**EXCERPTED RECORDS**
******

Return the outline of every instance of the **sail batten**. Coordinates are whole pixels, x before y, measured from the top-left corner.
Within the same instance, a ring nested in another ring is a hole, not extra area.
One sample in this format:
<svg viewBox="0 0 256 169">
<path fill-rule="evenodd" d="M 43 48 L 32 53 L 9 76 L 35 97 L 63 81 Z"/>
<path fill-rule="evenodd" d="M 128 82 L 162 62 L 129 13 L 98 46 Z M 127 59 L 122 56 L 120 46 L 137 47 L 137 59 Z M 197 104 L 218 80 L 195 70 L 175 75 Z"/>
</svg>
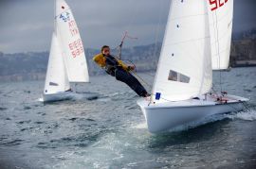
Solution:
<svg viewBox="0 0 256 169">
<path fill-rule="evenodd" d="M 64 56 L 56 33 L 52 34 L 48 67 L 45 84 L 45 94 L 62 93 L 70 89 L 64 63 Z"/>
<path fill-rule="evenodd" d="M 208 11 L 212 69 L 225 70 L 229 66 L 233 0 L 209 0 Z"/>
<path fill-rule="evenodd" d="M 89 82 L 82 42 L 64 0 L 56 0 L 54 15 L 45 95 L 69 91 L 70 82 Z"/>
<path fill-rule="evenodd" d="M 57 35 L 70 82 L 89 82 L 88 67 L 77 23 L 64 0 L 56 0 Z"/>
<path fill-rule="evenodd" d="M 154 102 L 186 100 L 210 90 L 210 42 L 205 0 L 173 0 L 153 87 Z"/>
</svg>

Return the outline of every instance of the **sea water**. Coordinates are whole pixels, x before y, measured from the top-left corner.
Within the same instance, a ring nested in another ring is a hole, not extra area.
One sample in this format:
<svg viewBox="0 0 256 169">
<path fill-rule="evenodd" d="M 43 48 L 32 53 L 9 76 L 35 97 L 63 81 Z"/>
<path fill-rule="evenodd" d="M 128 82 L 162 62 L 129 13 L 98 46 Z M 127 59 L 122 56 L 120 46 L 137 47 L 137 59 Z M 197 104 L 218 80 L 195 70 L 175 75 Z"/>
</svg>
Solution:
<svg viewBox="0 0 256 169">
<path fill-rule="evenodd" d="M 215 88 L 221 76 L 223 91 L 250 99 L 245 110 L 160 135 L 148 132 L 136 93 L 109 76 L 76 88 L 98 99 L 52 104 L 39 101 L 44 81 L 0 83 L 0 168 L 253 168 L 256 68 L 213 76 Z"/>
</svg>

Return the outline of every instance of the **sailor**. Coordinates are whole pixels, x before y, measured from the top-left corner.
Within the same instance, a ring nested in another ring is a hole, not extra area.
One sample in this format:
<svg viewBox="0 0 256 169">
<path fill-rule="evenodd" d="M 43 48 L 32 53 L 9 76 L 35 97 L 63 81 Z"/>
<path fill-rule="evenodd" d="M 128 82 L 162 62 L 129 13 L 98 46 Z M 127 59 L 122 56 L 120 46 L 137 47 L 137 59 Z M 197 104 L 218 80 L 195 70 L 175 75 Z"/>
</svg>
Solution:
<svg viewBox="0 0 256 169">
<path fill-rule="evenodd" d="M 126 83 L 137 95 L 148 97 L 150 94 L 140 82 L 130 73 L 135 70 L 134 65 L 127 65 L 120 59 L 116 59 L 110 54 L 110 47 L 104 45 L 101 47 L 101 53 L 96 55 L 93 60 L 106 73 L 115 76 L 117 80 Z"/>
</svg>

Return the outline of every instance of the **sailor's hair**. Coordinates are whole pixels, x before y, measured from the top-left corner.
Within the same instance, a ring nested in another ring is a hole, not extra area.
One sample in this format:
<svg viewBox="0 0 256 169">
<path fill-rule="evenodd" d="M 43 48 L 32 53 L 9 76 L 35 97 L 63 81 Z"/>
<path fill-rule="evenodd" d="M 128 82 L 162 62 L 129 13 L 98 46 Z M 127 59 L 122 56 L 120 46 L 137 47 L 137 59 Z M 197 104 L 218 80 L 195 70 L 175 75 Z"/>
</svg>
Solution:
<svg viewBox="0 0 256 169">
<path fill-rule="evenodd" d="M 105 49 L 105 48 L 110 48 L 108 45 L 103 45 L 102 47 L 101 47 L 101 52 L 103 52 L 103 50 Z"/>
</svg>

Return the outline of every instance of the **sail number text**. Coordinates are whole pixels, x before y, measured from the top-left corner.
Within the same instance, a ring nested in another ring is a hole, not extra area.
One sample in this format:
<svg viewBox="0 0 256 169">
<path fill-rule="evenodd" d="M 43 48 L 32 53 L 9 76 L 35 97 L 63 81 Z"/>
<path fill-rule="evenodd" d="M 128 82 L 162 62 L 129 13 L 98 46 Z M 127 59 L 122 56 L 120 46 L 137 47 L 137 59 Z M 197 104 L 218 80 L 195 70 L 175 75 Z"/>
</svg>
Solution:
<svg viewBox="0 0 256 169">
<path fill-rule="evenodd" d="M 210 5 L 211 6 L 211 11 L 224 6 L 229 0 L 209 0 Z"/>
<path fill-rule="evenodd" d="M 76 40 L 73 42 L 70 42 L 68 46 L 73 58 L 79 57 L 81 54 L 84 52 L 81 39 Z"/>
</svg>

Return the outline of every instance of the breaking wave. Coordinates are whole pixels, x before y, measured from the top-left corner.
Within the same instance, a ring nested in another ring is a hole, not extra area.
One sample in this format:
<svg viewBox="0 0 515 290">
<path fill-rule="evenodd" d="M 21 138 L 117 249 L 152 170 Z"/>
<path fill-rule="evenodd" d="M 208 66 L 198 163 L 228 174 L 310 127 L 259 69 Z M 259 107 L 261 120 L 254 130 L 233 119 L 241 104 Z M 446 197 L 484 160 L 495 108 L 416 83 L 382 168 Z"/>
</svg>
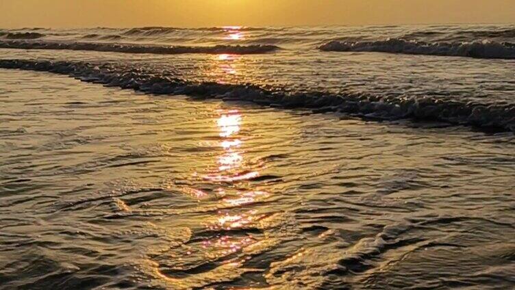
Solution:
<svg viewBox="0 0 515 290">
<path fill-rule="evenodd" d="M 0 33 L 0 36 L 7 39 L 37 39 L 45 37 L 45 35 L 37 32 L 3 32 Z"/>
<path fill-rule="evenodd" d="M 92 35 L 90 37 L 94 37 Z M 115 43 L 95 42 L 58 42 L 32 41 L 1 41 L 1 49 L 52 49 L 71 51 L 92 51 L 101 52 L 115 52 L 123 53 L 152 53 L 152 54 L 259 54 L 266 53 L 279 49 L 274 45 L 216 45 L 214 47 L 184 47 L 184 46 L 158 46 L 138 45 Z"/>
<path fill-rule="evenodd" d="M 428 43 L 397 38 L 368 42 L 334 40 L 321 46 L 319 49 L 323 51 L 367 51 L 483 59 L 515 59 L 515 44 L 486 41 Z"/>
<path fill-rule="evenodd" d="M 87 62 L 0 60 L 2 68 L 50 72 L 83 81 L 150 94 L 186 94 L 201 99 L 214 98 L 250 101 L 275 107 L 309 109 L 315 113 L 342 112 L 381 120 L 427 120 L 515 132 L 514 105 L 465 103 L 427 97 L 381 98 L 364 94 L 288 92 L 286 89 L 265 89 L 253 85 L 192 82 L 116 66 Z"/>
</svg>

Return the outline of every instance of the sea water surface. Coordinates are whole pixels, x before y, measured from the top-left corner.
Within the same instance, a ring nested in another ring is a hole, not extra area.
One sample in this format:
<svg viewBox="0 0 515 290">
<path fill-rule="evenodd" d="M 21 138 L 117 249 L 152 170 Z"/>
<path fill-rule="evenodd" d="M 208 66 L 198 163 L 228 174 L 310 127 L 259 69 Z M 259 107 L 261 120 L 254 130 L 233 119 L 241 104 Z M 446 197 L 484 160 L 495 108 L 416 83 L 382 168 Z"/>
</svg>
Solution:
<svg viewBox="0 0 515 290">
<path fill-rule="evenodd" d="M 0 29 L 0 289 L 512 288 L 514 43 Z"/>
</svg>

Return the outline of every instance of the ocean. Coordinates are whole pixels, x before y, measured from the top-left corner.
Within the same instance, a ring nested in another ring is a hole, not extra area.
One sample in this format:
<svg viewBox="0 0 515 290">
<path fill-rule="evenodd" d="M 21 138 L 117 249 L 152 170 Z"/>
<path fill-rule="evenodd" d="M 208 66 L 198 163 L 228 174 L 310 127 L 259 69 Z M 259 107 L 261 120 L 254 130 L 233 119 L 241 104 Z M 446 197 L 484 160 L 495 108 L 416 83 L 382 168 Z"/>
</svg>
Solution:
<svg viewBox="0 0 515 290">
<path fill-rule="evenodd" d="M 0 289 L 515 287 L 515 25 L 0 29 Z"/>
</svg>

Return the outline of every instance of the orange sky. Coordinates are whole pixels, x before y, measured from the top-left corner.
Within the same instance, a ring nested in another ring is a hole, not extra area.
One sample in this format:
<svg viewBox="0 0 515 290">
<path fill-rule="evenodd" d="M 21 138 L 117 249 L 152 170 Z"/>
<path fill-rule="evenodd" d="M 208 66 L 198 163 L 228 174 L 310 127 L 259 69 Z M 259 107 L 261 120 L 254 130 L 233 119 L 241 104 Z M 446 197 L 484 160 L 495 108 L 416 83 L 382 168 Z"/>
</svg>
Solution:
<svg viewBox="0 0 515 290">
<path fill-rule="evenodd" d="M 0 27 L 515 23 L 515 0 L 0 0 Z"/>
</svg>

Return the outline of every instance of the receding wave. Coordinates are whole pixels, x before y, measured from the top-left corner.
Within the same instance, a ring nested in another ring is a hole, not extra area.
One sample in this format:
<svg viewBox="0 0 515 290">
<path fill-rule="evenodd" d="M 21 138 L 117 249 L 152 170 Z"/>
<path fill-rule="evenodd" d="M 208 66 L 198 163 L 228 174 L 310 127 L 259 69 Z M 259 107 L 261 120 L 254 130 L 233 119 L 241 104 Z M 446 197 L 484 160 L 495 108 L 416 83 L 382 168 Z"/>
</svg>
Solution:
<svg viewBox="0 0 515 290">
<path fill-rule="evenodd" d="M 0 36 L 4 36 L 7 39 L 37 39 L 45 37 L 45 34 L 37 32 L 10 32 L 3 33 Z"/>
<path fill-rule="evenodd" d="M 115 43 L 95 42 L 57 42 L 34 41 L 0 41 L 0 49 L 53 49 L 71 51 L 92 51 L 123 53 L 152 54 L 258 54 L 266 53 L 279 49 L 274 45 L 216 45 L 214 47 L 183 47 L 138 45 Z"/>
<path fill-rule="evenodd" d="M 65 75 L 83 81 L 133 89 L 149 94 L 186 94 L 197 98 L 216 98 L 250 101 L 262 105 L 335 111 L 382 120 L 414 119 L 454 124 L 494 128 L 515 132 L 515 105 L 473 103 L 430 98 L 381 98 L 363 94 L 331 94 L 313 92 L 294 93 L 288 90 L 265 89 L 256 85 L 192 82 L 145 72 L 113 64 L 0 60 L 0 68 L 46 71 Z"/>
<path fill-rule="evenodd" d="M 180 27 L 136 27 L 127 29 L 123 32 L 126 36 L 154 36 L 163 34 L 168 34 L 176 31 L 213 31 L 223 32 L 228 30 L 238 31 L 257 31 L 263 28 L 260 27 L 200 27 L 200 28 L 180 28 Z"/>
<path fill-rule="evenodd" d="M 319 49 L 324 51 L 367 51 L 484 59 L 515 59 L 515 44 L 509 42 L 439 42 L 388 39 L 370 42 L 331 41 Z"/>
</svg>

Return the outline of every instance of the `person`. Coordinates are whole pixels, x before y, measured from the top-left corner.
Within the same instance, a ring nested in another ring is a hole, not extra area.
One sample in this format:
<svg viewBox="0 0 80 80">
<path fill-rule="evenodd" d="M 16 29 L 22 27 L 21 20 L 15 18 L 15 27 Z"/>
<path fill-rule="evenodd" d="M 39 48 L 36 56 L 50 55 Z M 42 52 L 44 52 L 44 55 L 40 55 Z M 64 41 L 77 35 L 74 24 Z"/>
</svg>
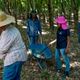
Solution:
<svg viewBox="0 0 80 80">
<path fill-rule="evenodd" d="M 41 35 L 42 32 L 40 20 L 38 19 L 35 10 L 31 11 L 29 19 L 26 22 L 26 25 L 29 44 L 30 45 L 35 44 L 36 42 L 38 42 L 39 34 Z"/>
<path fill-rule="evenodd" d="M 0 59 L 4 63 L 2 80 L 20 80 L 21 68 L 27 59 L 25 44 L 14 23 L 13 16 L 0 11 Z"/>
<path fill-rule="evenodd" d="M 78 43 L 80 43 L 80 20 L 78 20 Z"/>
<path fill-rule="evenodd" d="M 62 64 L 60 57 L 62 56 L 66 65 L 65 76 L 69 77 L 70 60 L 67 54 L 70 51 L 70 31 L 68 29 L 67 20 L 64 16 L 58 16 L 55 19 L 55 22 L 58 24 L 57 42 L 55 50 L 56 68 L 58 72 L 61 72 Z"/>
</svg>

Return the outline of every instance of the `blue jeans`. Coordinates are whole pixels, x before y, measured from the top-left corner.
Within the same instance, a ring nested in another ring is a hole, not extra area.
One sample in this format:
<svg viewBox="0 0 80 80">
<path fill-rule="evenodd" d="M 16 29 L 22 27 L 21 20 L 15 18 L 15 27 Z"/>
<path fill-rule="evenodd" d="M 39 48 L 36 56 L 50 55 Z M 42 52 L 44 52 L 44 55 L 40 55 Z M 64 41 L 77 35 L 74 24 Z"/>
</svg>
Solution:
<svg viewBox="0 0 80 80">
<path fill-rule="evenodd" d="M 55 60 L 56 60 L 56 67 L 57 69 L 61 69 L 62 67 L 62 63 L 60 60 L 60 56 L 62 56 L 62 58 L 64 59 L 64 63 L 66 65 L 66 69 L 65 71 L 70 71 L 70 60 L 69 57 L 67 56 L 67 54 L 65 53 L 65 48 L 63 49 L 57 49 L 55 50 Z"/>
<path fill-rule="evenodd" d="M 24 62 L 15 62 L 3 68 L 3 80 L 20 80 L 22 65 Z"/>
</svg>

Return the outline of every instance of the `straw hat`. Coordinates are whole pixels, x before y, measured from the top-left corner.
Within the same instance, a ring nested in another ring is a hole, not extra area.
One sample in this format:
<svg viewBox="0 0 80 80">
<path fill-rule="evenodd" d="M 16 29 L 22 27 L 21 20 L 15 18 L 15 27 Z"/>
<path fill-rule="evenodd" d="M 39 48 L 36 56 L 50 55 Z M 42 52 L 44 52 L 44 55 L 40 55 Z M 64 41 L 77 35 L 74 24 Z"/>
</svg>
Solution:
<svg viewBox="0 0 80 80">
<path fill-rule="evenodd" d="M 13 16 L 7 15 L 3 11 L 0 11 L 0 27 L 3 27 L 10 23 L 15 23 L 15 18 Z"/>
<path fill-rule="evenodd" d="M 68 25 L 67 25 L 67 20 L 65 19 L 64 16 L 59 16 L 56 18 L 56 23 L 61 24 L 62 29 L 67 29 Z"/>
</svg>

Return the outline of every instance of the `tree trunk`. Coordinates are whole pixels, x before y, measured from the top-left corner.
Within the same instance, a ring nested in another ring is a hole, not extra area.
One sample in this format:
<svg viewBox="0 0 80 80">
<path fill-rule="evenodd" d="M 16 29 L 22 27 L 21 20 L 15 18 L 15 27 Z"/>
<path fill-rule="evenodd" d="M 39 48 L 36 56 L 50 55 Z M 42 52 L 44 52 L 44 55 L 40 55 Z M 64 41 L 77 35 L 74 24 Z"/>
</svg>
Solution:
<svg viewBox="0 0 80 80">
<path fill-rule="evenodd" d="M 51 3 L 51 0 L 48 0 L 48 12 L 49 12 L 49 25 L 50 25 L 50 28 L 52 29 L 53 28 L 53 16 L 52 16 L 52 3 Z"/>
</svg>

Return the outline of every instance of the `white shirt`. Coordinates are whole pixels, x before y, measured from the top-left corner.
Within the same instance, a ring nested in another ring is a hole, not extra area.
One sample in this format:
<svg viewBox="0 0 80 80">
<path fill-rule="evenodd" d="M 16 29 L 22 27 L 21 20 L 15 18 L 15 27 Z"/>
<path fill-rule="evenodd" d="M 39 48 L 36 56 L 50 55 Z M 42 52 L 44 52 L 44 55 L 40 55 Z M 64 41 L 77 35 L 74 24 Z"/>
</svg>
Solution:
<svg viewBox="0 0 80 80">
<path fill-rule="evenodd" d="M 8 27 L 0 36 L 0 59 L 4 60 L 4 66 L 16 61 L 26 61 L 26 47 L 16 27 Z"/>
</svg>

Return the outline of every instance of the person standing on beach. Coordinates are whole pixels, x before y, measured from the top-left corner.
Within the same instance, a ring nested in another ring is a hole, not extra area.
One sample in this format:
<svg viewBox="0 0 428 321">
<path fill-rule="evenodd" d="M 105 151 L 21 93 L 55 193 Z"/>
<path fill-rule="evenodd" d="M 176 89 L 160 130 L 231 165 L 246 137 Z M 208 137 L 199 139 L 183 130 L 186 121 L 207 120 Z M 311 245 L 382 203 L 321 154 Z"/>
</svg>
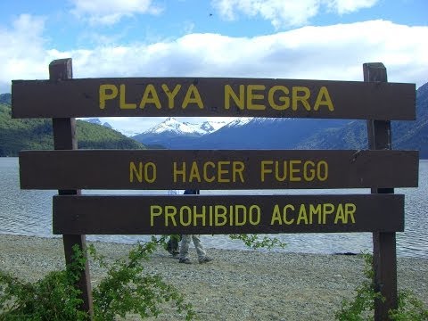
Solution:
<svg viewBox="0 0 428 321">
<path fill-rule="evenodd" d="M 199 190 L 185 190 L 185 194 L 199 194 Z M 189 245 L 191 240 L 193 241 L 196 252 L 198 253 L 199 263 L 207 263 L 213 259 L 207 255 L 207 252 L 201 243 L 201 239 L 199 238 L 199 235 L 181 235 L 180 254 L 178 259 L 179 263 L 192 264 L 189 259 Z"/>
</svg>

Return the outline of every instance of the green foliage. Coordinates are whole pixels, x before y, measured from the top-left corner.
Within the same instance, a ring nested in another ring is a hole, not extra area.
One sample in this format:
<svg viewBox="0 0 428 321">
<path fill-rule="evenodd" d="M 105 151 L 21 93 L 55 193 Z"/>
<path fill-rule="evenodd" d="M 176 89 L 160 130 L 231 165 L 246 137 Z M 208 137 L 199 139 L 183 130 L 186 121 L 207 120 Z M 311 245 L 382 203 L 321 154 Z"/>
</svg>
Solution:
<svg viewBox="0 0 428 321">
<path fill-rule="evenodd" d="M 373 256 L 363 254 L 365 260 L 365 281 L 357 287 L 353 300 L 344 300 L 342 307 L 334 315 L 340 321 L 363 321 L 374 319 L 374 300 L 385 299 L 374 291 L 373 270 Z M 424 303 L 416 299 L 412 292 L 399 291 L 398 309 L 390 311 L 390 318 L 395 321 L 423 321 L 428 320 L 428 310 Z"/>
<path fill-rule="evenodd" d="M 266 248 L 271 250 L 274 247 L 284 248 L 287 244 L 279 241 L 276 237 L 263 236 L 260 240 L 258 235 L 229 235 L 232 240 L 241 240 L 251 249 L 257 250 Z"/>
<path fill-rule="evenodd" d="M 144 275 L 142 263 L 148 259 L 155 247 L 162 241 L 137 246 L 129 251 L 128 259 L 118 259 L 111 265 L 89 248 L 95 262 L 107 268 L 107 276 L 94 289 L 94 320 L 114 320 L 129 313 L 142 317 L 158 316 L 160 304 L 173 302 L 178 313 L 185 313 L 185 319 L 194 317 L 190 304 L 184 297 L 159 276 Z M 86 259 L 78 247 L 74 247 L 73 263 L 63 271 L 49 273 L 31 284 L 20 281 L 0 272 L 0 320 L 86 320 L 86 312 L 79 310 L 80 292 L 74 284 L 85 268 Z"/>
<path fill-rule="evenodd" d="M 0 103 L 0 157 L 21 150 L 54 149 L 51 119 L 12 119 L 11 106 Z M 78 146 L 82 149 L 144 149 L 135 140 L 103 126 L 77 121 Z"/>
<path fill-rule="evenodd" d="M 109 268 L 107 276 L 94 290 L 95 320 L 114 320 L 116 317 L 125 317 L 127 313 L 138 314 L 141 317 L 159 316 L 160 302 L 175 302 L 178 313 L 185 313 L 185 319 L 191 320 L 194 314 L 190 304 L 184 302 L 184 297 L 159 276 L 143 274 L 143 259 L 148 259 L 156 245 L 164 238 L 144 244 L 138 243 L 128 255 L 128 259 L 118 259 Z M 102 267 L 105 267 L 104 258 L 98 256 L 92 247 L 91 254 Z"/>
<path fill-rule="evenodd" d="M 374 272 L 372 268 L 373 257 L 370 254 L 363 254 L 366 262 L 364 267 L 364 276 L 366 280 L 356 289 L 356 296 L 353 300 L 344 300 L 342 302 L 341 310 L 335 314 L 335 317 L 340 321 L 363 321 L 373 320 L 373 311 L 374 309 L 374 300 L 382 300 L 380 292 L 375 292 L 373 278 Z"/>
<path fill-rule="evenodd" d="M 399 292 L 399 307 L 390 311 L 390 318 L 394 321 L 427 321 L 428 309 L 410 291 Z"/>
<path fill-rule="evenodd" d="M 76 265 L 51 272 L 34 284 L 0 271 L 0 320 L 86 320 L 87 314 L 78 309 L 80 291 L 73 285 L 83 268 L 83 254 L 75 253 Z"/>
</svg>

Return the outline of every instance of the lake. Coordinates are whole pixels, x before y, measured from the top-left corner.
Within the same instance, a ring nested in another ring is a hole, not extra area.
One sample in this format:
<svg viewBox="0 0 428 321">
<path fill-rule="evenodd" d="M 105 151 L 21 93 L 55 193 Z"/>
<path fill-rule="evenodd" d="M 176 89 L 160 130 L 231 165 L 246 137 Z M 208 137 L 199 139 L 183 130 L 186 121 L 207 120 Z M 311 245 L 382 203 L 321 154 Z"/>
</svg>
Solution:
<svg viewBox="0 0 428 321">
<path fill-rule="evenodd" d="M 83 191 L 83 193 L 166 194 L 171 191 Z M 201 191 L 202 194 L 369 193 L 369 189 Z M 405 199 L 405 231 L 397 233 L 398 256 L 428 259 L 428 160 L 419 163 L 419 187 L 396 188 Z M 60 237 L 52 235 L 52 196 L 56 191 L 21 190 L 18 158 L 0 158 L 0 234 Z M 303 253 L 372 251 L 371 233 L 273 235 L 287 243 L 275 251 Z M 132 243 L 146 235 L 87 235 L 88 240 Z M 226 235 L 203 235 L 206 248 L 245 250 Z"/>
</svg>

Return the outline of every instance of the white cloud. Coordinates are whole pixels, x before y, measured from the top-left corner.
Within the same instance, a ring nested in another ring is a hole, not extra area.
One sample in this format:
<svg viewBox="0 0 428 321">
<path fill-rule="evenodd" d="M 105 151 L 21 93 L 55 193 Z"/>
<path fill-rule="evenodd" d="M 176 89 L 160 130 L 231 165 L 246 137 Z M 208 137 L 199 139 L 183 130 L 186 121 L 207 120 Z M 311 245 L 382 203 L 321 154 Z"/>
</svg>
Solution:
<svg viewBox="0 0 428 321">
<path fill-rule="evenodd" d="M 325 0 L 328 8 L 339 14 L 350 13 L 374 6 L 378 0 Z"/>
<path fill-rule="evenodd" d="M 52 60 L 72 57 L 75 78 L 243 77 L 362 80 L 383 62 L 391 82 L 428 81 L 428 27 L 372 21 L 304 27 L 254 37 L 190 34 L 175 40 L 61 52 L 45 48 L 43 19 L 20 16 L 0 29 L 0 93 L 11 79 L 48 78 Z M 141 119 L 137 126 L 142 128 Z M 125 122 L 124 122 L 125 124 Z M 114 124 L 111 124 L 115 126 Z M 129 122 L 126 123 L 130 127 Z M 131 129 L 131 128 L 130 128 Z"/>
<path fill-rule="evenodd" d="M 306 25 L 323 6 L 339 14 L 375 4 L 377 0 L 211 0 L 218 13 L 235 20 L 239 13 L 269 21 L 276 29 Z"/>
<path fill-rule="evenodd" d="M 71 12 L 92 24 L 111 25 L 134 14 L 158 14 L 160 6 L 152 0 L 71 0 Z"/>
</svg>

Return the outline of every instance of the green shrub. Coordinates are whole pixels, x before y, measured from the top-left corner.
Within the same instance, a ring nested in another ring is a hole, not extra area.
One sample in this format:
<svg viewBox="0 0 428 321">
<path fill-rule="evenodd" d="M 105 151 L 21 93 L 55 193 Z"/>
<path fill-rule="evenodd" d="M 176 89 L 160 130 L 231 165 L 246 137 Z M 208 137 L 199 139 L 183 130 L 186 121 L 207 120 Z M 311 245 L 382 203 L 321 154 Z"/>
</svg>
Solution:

******

**WHAT IS ASKED**
Return every line of the records above that contains the word "water".

**THE RESPONSE**
Return the outline of every instance of the **sea water**. Coordinates are whole pixels, x before y, measured from the top-left corner.
Return the outline of every instance of the sea water surface. Coordinates are whole pixels, x before y, measured from the top-left corner.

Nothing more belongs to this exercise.